- REQUIREMENTS:
Put every line of the records below into a Markdown table with two columns, Number and Record line, numbering the rows and skipping blank lines. Leave the pictures out.

Records from a dataset:

§

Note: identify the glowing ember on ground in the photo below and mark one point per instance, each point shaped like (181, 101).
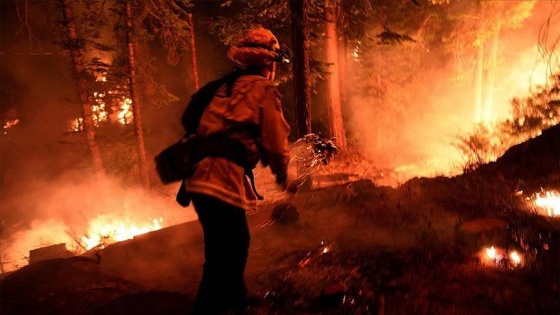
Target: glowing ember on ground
(105, 230)
(9, 124)
(498, 257)
(491, 253)
(549, 202)
(515, 258)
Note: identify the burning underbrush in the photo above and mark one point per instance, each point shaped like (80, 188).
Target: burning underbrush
(83, 216)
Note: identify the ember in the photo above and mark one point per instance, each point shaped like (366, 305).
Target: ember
(549, 202)
(500, 257)
(10, 123)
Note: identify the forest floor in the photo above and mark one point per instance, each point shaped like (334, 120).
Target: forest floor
(351, 248)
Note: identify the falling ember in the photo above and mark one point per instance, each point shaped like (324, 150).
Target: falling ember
(125, 114)
(550, 202)
(498, 257)
(10, 123)
(103, 231)
(515, 258)
(491, 253)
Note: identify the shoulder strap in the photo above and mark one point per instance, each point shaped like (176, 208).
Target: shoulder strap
(201, 98)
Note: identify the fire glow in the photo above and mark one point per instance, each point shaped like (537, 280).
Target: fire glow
(105, 230)
(9, 124)
(498, 257)
(121, 109)
(549, 201)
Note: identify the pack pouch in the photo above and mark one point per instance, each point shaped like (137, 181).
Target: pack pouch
(176, 162)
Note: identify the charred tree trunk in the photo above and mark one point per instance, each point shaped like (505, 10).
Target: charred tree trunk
(336, 122)
(300, 44)
(343, 69)
(491, 74)
(136, 106)
(479, 79)
(75, 47)
(479, 75)
(193, 52)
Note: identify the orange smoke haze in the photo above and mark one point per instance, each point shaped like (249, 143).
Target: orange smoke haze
(413, 130)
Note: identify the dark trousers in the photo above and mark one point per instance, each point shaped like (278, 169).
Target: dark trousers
(226, 246)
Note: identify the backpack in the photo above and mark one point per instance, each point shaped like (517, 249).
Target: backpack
(177, 162)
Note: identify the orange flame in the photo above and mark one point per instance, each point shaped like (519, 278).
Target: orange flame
(105, 230)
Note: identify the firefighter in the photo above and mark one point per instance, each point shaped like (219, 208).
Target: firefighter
(220, 189)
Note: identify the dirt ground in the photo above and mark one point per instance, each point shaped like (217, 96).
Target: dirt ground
(351, 248)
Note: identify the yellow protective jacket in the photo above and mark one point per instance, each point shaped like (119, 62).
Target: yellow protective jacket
(255, 101)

§

- TASK RESULT:
| Number | Record line |
|---|---|
| 1 | Note: identify the glowing ember on ground in the photo below and mark one point per instance, each point shaped like (181, 101). |
| 2 | Target: glowing ember on ground |
| 3 | (105, 230) |
| 4 | (9, 124) |
| 5 | (498, 257) |
| 6 | (491, 253) |
| 7 | (549, 202) |
| 8 | (515, 258) |
| 9 | Note: identify the burning underbrush in the photo above and mark one point per instance, each point shaped like (80, 188). |
| 10 | Target: burning underbrush |
| 11 | (83, 216) |
| 12 | Note: identify the ember in the photo above and mark one point per instance, each point shaped like (366, 305). |
| 13 | Target: ember |
| 14 | (549, 202) |
| 15 | (500, 257) |
| 16 | (10, 123) |
| 17 | Note: identify the forest floor in the photo above and mark one point per instance, each point shaped like (334, 120). |
| 18 | Target: forest floor |
| 19 | (351, 248) |
| 20 | Note: identify the falling ember in the photo above and mark one point per instance, each point shaped like (324, 150). |
| 21 | Target: falling ember |
| 22 | (125, 114) |
| 23 | (550, 202) |
| 24 | (498, 257) |
| 25 | (10, 123) |
| 26 | (103, 231) |
| 27 | (515, 258) |
| 28 | (491, 253) |
| 29 | Note: identify the shoulder strap in the photo above and mark one point per instance, each point shaped like (176, 208). |
| 30 | Target: shoulder strap |
| 31 | (201, 98) |
| 32 | Note: identify the fire glow in the photo above and mark one point per instance, each point shaped like (537, 280). |
| 33 | Target: fire glow |
| 34 | (105, 230) |
| 35 | (9, 124) |
| 36 | (498, 257) |
| 37 | (121, 109) |
| 38 | (549, 201) |
| 39 | Note: identify the pack pouch in the photo above and mark one point per instance, each point shaped like (137, 181). |
| 40 | Target: pack pouch |
| 41 | (176, 162) |
| 42 | Note: identify the charred tree trunk in the photo above and mark one point per instance, each point shaped like (505, 10). |
| 43 | Target: charred tree trunk |
| 44 | (336, 122) |
| 45 | (300, 44) |
| 46 | (343, 69) |
| 47 | (491, 74) |
| 48 | (136, 106) |
| 49 | (479, 79) |
| 50 | (75, 47) |
| 51 | (479, 75) |
| 52 | (193, 52) |
| 53 | Note: identify the orange smoke haze in the photo above and mark one point per instance, each point shaped like (249, 143). |
| 54 | Target: orange smoke haze |
| 55 | (413, 130) |
| 56 | Note: identify the dark trousers in the photo above and mark one point per instance, each point shaped like (278, 169). |
| 57 | Target: dark trousers |
| 58 | (226, 246) |
| 59 | Note: identify the backpack in the photo above and mark one point per instance, each point shaped like (517, 249). |
| 60 | Target: backpack |
| 61 | (177, 162) |
| 62 | Note: identify the orange flame in the photo above and mark one point per instance, each point shaped like (519, 278). |
| 63 | Target: orange flame |
| 64 | (105, 230) |
| 65 | Note: identify the firefighter in the photo above and mark one point per instance, each point shaped like (219, 208). |
| 66 | Target: firefighter |
| 67 | (220, 189) |
| 68 | Note: identify the dirt ground in the photo above and mark one point per instance, each point shaped like (217, 96). |
| 69 | Target: dirt ground |
| 70 | (351, 248) |
| 71 | Note: identify the yellow protective jacket in the photo above and mark one point per instance, each point shaped like (119, 62). |
| 72 | Target: yellow protective jacket |
| 73 | (255, 101) |